Named-object pointing records
** begin **
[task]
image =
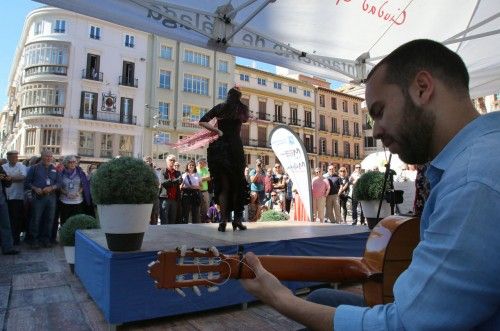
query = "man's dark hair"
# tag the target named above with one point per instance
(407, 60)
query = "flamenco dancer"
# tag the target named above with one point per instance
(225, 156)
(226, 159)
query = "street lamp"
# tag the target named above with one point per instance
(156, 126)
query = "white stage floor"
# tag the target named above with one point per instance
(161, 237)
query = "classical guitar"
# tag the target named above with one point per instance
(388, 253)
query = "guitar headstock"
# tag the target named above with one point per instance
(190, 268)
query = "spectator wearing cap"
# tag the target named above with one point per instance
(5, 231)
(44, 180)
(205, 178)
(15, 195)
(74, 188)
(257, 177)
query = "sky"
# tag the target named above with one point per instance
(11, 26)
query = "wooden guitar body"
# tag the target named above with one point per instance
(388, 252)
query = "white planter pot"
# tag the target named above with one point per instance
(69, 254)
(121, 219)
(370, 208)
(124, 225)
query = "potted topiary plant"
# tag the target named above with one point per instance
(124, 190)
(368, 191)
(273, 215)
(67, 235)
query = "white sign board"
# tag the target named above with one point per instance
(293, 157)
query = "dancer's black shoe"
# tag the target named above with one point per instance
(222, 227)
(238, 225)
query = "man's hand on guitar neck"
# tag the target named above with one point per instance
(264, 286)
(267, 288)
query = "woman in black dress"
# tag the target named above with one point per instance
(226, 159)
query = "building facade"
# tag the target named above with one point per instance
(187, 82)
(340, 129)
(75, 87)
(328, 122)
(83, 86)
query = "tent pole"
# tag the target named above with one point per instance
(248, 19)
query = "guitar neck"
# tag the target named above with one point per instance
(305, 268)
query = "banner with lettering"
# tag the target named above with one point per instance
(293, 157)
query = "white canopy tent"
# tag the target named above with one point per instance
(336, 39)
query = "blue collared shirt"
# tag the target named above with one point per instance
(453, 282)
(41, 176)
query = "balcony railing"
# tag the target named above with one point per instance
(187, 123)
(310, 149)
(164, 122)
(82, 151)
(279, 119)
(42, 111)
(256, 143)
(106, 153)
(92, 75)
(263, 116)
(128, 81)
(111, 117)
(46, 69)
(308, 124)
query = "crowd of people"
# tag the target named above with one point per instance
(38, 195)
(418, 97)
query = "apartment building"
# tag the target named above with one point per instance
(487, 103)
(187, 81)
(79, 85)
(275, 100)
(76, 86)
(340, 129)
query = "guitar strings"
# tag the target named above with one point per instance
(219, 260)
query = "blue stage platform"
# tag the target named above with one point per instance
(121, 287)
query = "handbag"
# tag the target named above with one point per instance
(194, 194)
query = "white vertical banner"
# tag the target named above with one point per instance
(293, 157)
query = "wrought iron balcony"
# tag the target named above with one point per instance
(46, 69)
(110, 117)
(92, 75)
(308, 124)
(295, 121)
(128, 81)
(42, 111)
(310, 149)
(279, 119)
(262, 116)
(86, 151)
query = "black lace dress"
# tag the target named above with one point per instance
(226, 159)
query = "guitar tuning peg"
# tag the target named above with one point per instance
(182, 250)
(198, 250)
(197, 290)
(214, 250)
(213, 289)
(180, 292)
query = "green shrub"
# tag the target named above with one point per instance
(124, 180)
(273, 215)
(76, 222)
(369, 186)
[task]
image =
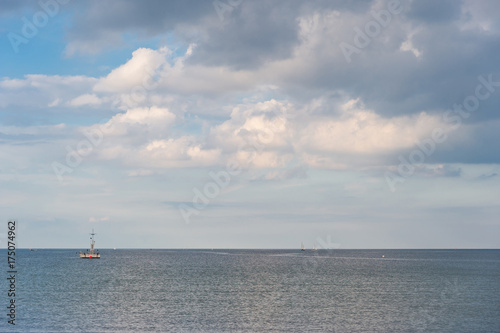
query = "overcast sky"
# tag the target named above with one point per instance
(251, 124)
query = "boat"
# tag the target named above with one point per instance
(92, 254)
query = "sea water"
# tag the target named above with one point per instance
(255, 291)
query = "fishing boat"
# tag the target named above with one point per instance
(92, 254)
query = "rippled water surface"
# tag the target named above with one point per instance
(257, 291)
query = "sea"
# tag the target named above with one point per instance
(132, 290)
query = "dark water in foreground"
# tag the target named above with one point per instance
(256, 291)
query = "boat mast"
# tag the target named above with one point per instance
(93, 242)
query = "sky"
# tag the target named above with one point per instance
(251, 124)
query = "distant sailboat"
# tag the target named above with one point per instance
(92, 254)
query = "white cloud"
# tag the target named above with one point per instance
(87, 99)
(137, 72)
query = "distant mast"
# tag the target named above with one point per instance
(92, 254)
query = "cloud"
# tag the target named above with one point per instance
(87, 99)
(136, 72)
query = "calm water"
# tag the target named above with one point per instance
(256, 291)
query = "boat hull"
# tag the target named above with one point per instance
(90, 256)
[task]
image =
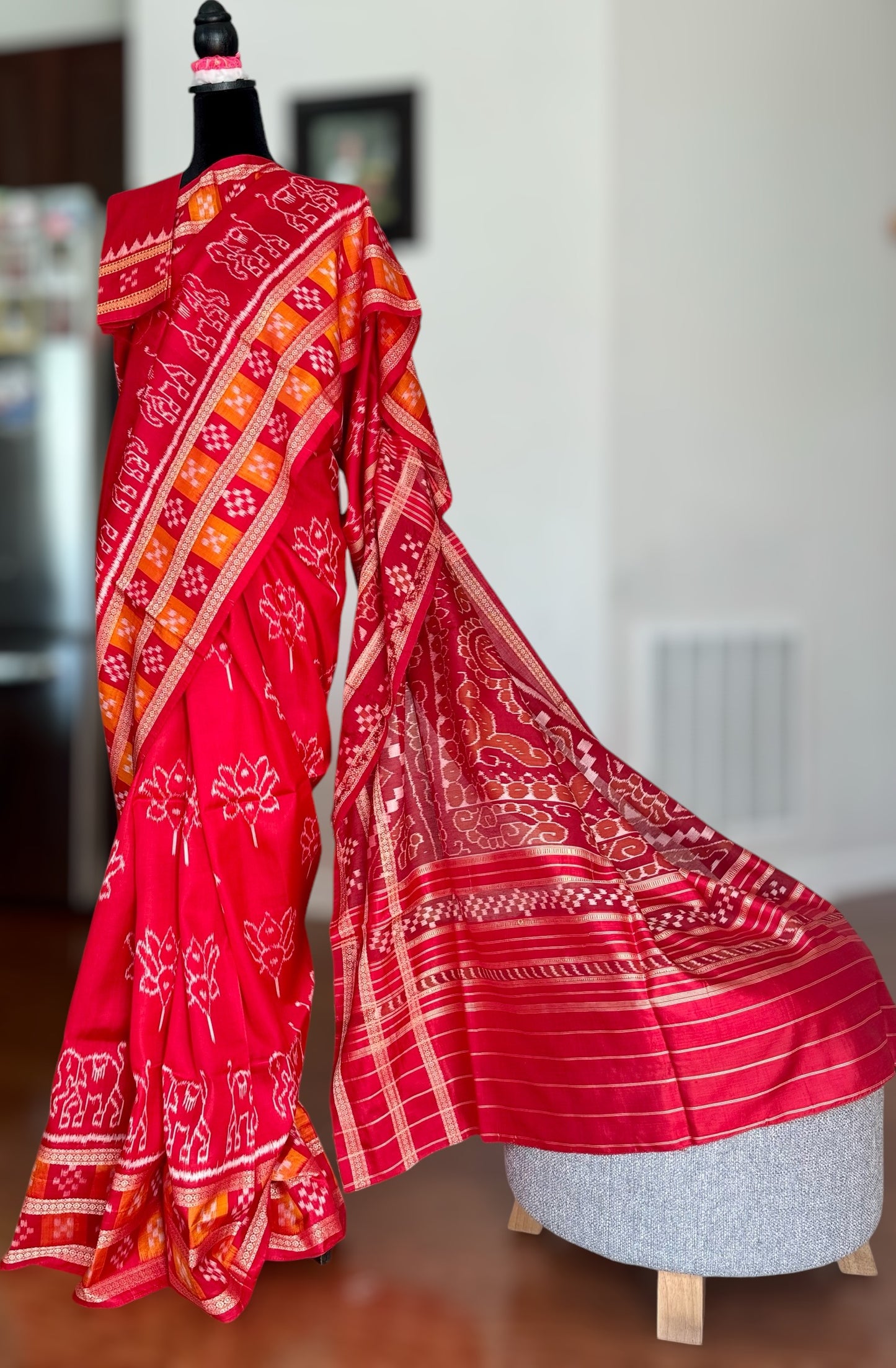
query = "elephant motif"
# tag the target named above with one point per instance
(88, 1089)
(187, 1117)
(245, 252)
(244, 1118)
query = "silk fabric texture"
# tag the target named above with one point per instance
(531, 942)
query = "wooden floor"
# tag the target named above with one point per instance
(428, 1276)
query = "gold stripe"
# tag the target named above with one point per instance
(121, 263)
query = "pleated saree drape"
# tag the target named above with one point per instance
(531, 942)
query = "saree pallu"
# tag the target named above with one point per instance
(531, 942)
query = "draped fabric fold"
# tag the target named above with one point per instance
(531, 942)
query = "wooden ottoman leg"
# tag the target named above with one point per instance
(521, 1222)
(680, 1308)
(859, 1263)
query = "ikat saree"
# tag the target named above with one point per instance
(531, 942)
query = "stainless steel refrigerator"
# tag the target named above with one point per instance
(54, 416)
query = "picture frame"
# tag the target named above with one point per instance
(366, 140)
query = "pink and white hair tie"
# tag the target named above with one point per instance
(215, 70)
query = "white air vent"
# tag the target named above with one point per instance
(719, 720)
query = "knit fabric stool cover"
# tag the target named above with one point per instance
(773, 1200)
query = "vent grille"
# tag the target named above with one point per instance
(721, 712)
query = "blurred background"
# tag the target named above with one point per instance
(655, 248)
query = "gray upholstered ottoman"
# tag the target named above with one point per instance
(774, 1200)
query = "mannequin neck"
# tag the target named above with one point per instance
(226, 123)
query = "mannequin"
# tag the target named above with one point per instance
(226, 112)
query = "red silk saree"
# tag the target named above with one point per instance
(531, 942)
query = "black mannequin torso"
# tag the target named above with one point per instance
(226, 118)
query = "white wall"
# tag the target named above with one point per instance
** end **
» **Exercise task**
Transcribe the listing above verbatim. Omit the pictures.

» **Complete output**
[task]
image =
query = "man's dark hair"
# tag the target named above with one point per instance
(407, 60)
query = "flamenco dancer"
# tag the target named above with one point per instance
(225, 156)
(226, 159)
query = "street lamp"
# tag the target named above with one point per instance
(156, 126)
query = "white stage floor"
# tag the target named above with one point per instance
(161, 237)
query = "classical guitar"
# tag the target named above with one point per instance
(388, 253)
query = "guitar headstock"
# tag the target named above with one point per instance
(190, 268)
query = "spectator wearing cap"
# tag the target named above with one point per instance
(5, 231)
(44, 180)
(205, 178)
(15, 195)
(74, 188)
(257, 177)
query = "sky"
# tag the target named above with one point per instance
(11, 26)
query = "wooden guitar body"
# tag the target named above with one point per instance
(388, 252)
query = "white planter pot"
# tag the target named above with one point per instance
(69, 254)
(121, 219)
(370, 208)
(124, 225)
query = "potted topiary plant"
# tag the target named above with one point per instance
(124, 190)
(368, 191)
(273, 215)
(67, 235)
query = "white sign board"
# tag the target named above with one point per instance
(293, 157)
query = "dancer's black shoe"
# tag the target named above with one point per instance
(222, 227)
(238, 225)
query = "man's hand on guitar neck"
# tag the target named above with one point per instance
(264, 286)
(267, 288)
query = "woman in black dress"
# tag the target named above with one point per instance
(226, 159)
query = "building facade"
# tag the target named above with one point per instance
(187, 82)
(340, 129)
(75, 87)
(328, 122)
(83, 86)
query = "tent pole"
# tag the target named above with one point per instance
(248, 19)
query = "guitar neck"
# tag the target named above with one point per instance
(305, 268)
query = "banner with lettering"
# tag the target named above with one point per instance
(293, 157)
query = "white canopy tent"
# tag the target named above with one point per instance
(336, 39)
query = "blue collared shirt"
# tag the target named above with one point per instance
(453, 282)
(41, 176)
query = "balcony railing"
# tag the target named above with one point per instance
(187, 123)
(310, 149)
(164, 122)
(82, 151)
(279, 119)
(42, 111)
(256, 143)
(106, 153)
(92, 75)
(263, 116)
(128, 81)
(111, 117)
(46, 69)
(308, 124)
query = "crowd of people"
# tag the target named above with one point per instance
(38, 195)
(418, 97)
query = "apartment building"
# tag the target named above with one point per instance
(487, 103)
(187, 81)
(79, 85)
(275, 100)
(76, 86)
(340, 129)
query = "guitar strings"
# tag the target named above with one point per instance
(219, 260)
query = "blue stage platform"
# tag the target named above with one point per instance
(121, 287)
query = "handbag"
# tag the target named above with one point per instance
(194, 194)
query = "white vertical banner"
# tag the target named above with one point per instance
(293, 157)
query = "wrought iron balcony"
# tag the target named above with one point per instance
(46, 69)
(110, 117)
(92, 75)
(308, 124)
(295, 121)
(128, 81)
(42, 111)
(310, 149)
(279, 119)
(262, 116)
(86, 151)
query = "black lace dress"
# tag the target named above with one point per instance
(226, 159)
query = "guitar tuning peg"
# tag the target named above with one point per instance
(182, 250)
(198, 250)
(197, 290)
(214, 250)
(213, 289)
(180, 292)
query = "green shrub"
# tag the target named above with one point per instance
(124, 180)
(273, 215)
(76, 222)
(369, 186)
[task]
image =
query = "overcast sky"
# tag the target named above with one point per instance
(251, 124)
query = "boat"
# tag the target named above with one point per instance
(92, 254)
query = "sea water"
# tag the target named above with one point per instance
(255, 291)
query = "fishing boat"
# tag the target named above with one point per instance
(92, 254)
query = "rippled water surface"
# tag the target named above with one point per instance
(257, 291)
query = "sea"
# tag the target named above with one point per instance
(132, 290)
query = "dark water in foreground"
# tag the target named above with one point per instance
(256, 291)
query = "boat mast"
# tag the target named above with one point per instance
(93, 242)
query = "sky"
# tag the target named above with one point per instance
(251, 124)
query = "distant sailboat"
# tag the target named above with one point per instance
(92, 254)
query = "white cloud"
# tag the target named above with one point per instance
(87, 99)
(137, 72)
query = "distant mast"
# tag the target named above with one point per instance
(92, 254)
query = "cloud"
# tag the target named above with one point per instance
(87, 99)
(136, 72)
query = "calm water"
# tag the target named above with one point per instance
(256, 291)
query = "boat hull"
# tag the target named above with one point per instance
(90, 256)
[task]
image =
query = "elephant motif"
# tag the target named above with one point per instance
(88, 1089)
(187, 1117)
(245, 252)
(244, 1118)
query = "silk fabric texture"
# tag the target named above with one point per instance
(531, 942)
query = "wooden floor"
# tag the target named above with one point per instance
(428, 1276)
query = "gold stripe"
# tag the target named above with one point per instance
(121, 263)
query = "pleated saree drape"
# tag the target named above with one point per instance
(531, 942)
query = "saree pallu"
# tag the target named above with one point per instance
(531, 942)
query = "draped fabric fold"
# tag the target named above with one point per instance
(531, 942)
query = "wooden ottoman leg"
# tag the target named above with one point per instance
(521, 1222)
(680, 1308)
(859, 1263)
query = "ikat saree"
# tag the target named above with one point per instance
(531, 942)
query = "stainless steel refrigerator"
# tag the target named above with one point per instance
(54, 416)
query = "picture frame"
# tag the target named above with one point per instance
(366, 140)
query = "pink and white hair tie"
# tag the target named above with one point per instance
(215, 70)
query = "white air vent"
# tag the target named above with one point per instance
(719, 720)
query = "knit fabric stool cover"
# tag the target named above with one point per instance
(773, 1200)
query = "vent grille"
# tag the target named above with one point per instance
(721, 712)
query = "blurred background"
# tag the target named above with one point per instance
(655, 248)
query = "gray upholstered ottoman"
# tag the target named above with one point per instance
(774, 1200)
query = "mannequin neck"
# tag the target named above with one point per instance
(226, 123)
query = "mannequin"
# tag the target named above with one point per instance
(226, 112)
query = "red silk saree"
# tag the target named above with one point per instance
(531, 942)
query = "black mannequin torso"
# tag the target named above with one point per instance
(226, 118)
query = "white wall"
# tag the target named above with one point per instance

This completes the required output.